## DESCRIPTION OF THE TASK:
Nothing but the records beneath, reproduced exactly, should appear in the answer.

## EXERCISE MATERIALS:
╭──
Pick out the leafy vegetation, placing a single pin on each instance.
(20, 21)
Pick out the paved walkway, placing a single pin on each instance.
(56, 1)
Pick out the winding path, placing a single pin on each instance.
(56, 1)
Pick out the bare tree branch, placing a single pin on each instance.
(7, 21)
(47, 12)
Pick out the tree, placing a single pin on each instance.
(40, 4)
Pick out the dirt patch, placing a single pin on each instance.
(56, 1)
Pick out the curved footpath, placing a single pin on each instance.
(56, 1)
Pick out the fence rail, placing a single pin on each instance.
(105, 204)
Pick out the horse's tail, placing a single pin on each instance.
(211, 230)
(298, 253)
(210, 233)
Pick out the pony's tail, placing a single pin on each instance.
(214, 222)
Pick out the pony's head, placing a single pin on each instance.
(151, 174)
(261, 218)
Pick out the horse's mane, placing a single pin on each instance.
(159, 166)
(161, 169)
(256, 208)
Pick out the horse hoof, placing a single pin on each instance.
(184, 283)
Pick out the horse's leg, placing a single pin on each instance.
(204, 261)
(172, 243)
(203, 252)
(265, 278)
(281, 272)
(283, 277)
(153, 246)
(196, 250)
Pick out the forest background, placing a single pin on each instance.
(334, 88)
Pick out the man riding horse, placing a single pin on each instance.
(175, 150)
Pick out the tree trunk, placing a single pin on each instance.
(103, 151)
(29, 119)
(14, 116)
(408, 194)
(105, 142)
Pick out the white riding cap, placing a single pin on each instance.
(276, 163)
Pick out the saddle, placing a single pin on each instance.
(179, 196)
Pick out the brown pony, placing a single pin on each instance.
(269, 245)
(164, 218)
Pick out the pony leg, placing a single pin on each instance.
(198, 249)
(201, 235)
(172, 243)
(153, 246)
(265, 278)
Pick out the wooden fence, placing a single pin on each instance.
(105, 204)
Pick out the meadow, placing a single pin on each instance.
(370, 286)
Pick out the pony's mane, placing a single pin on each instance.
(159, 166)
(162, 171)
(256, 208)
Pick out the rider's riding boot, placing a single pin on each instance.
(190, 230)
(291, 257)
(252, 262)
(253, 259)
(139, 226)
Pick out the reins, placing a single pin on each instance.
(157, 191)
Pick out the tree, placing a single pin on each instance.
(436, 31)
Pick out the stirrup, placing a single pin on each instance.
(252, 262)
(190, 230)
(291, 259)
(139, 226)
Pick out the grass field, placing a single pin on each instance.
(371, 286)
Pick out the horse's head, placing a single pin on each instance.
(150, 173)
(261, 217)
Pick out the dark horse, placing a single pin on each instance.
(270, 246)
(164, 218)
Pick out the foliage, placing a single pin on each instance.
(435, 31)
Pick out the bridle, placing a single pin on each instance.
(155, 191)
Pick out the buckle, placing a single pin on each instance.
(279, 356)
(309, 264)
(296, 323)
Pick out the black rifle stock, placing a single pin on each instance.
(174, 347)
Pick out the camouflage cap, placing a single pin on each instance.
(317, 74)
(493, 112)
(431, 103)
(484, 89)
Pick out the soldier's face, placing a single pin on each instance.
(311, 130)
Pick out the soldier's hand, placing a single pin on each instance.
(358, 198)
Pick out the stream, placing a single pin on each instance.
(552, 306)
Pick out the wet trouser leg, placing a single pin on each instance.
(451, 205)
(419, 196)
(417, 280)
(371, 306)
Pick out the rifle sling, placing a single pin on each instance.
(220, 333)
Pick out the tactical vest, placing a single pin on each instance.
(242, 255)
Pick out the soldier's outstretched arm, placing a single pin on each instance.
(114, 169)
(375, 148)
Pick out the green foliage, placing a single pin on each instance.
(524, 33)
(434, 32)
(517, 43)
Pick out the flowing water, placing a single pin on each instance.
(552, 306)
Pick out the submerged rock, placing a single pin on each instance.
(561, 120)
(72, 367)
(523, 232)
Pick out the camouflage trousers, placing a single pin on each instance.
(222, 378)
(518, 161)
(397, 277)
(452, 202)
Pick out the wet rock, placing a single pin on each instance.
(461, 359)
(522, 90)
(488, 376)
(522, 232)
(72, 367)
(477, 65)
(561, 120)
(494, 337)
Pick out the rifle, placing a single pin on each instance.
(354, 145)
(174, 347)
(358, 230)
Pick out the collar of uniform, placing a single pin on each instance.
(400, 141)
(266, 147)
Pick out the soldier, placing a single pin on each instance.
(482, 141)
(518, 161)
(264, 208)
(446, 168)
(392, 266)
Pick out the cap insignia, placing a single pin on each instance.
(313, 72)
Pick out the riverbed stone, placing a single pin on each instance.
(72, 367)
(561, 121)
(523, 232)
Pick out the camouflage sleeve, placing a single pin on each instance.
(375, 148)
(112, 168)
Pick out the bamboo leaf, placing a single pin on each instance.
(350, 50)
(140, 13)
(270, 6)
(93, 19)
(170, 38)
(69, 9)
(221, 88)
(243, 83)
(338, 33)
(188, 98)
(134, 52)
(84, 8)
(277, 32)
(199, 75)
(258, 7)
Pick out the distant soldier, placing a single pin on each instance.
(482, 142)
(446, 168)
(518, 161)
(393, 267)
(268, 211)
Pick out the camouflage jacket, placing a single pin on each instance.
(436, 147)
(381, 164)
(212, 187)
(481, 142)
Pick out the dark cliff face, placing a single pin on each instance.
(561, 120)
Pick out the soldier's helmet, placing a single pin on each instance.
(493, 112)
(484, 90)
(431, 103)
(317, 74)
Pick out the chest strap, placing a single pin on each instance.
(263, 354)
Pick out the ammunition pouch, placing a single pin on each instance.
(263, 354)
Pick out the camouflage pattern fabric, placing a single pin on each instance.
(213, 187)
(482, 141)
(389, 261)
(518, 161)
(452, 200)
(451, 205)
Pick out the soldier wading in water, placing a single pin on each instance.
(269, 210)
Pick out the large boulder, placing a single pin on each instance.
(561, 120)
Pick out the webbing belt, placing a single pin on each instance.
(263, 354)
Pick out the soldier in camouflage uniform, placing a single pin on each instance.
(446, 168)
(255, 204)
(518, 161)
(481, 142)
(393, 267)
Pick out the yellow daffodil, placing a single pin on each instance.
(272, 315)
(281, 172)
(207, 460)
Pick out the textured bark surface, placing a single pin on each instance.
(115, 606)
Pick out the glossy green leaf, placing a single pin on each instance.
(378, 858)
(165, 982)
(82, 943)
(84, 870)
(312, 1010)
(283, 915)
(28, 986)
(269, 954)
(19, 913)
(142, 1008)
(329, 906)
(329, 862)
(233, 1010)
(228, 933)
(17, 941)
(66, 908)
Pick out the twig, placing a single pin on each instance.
╰──
## ANSWER TO THIS TASK:
Pick out the leafy vegetation, placing a single pin on each instance.
(20, 21)
Pick out the paved walkway, placing a single pin on each instance.
(56, 1)
Pick out the winding path, placing a single pin on each instance.
(56, 1)
Pick out the bare tree branch, placing a single pin on each instance.
(7, 21)
(47, 12)
Pick out the tree, placing a single pin on each instance.
(40, 4)
Pick out the dirt patch, placing a single pin on each instance.
(56, 1)
Pick out the curved footpath, placing a single pin on each instance.
(56, 1)
Pick out the fence rail, placing a single pin on each instance.
(105, 204)
Pick out the horse's tail, placing a single pin on each instance.
(211, 230)
(298, 253)
(210, 233)
Pick out the pony's tail, placing a single pin on each instance.
(214, 222)
Pick out the pony's head, placing a single pin on each instance.
(151, 174)
(261, 218)
Pick out the horse's mane, placing a single pin on each instance.
(159, 166)
(161, 169)
(256, 208)
Pick out the horse hoof, placing a single pin on each instance.
(184, 283)
Pick out the horse's leg, placing a single pin on each instance.
(204, 261)
(172, 243)
(203, 252)
(265, 278)
(281, 272)
(283, 277)
(153, 246)
(196, 250)
Pick out the forest background, placing a single pin on each instance.
(334, 88)
Pick out the man riding horse, placing a single pin on each instance.
(175, 150)
Pick out the tree trunk, placing a single pin on each instance.
(103, 151)
(29, 119)
(14, 116)
(408, 194)
(105, 142)
Pick out the white riding cap, placing a single pin on each instance.
(276, 163)
Pick out the saddle, placing a single pin on each instance.
(179, 196)
Pick out the brown pony, placing a single pin on each instance.
(269, 245)
(164, 218)
Pick out the pony leg, placing a single pin on each instance.
(198, 249)
(201, 235)
(172, 243)
(153, 246)
(265, 278)
Pick out the wooden fence, placing a single pin on each instance.
(105, 204)
Pick out the meadow, placing a single pin on each instance.
(370, 286)
Pick out the pony's mane, placing a single pin on each instance.
(159, 166)
(162, 171)
(256, 208)
Pick out the rider's riding boot, placing a single pin on each instance.
(190, 230)
(291, 257)
(252, 262)
(253, 259)
(139, 226)
Pick out the reins, placing a single pin on each instance.
(157, 191)
Pick out the tree, placing a single pin on each instance.
(436, 31)
Pick out the stirrup, placing a single pin on each instance.
(252, 262)
(190, 230)
(291, 259)
(139, 226)
Pick out the grass field, placing a single pin on each instance.
(371, 286)
Pick out the horse's head, placing a single pin on each instance.
(150, 173)
(261, 217)
Pick out the dark horse, placing a single pin on each instance.
(270, 246)
(164, 218)
Pick out the foliage, placing a single pin on each instance.
(435, 31)
Pick out the bridle, placing a single pin on each instance.
(155, 191)
Pick out the buckle, placing a single pin on each instance.
(279, 356)
(309, 264)
(296, 323)
Pick out the black rifle stock, placing a single pin on each instance.
(174, 347)
Pick out the camouflage cap, placing a single pin on each instance.
(317, 74)
(493, 112)
(431, 103)
(484, 89)
Pick out the soldier's face, placing a single pin on each instance.
(311, 130)
Pick out the soldier's hand, placing a single pin on each instance.
(358, 198)
Pick out the stream, placing a single pin on each instance.
(552, 306)
Pick out the wet trouser leg, placing a single pin on each instance.
(451, 205)
(419, 196)
(417, 280)
(371, 306)
Pick out the rifle sling, placing a single pin on each instance.
(220, 333)
Pick out the tactical vest, placing a single pin on each instance.
(242, 255)
Pick out the soldier's outstretched arm, placing a single pin on each instance.
(114, 169)
(375, 148)
Pick out the green foliage, placing a single pin on each instance.
(524, 33)
(434, 32)
(517, 43)
Pick out the flowing water, placing a single pin on each instance.
(552, 306)
Pick out the submerged rock, placing a single pin on each instance.
(561, 120)
(72, 367)
(523, 232)
Pick out the camouflage trousers, placing a single pin on each instance.
(222, 378)
(518, 161)
(397, 277)
(452, 202)
Pick out the wet rock, placing a single pin on each instance.
(461, 359)
(522, 90)
(488, 376)
(522, 232)
(72, 367)
(477, 65)
(561, 120)
(494, 337)
Pick out the rifle, placing a single pin on each instance.
(354, 145)
(174, 347)
(358, 230)
Pick out the collar of uniform, placing a single pin on each instance.
(400, 141)
(266, 147)
Pick out the soldier, placing a single pin on each instance.
(482, 141)
(518, 161)
(264, 208)
(446, 168)
(392, 266)
Pick out the cap insignia, placing a single pin on each instance.
(313, 72)
Pick out the riverbed stone, placing a single pin on each instance.
(72, 367)
(561, 121)
(523, 232)
Pick out the camouflage sleeve, placing a single pin on each instance.
(375, 148)
(112, 168)
Pick out the bamboo leaf, placing a single pin on each instance.
(350, 50)
(140, 13)
(270, 6)
(93, 19)
(170, 38)
(69, 9)
(221, 88)
(243, 83)
(338, 33)
(188, 98)
(134, 52)
(84, 8)
(277, 32)
(199, 75)
(258, 7)
Pick out the distant soldier, placing a single pin on each instance.
(482, 142)
(446, 168)
(518, 161)
(393, 267)
(268, 211)
Pick out the camouflage jacket, placing a single pin on each instance.
(436, 147)
(381, 164)
(212, 187)
(481, 142)
Pick out the dark cliff face, placing a single pin on each instance.
(561, 120)
Pick out the soldier's helmet, placing a single pin on each instance.
(493, 112)
(484, 90)
(431, 103)
(317, 74)
Pick out the chest strap, placing a single pin on each instance.
(263, 354)
Pick out the ammunition pouch, placing a single pin on each instance.
(263, 354)
Pick out the camouflage pattern fabric, placing a single pin on each instance.
(213, 187)
(482, 141)
(389, 261)
(518, 161)
(452, 200)
(451, 205)
Pick out the soldier wading in water, placing a single pin on each instance.
(269, 210)
Pick out the large boulder, placing a single pin on each instance.
(561, 120)
Pick out the webbing belt, placing a single pin on each instance.
(263, 354)
Pick out the soldier in camouflage uniform, placing a single pin on each instance.
(446, 168)
(255, 204)
(518, 161)
(481, 142)
(393, 267)
Pick out the yellow daffodil, placing a single pin on each instance.
(272, 315)
(281, 172)
(207, 460)
Pick out the textured bark surface, placing a single pin on each instance.
(115, 606)
Pick out the glossy green leaf, placing a single pin on each instance.
(378, 858)
(165, 982)
(82, 943)
(84, 870)
(312, 1010)
(283, 915)
(28, 986)
(269, 954)
(19, 913)
(142, 1008)
(329, 906)
(329, 862)
(233, 1010)
(228, 933)
(17, 941)
(66, 908)
Pick out the twig, placing a single pin on each instance.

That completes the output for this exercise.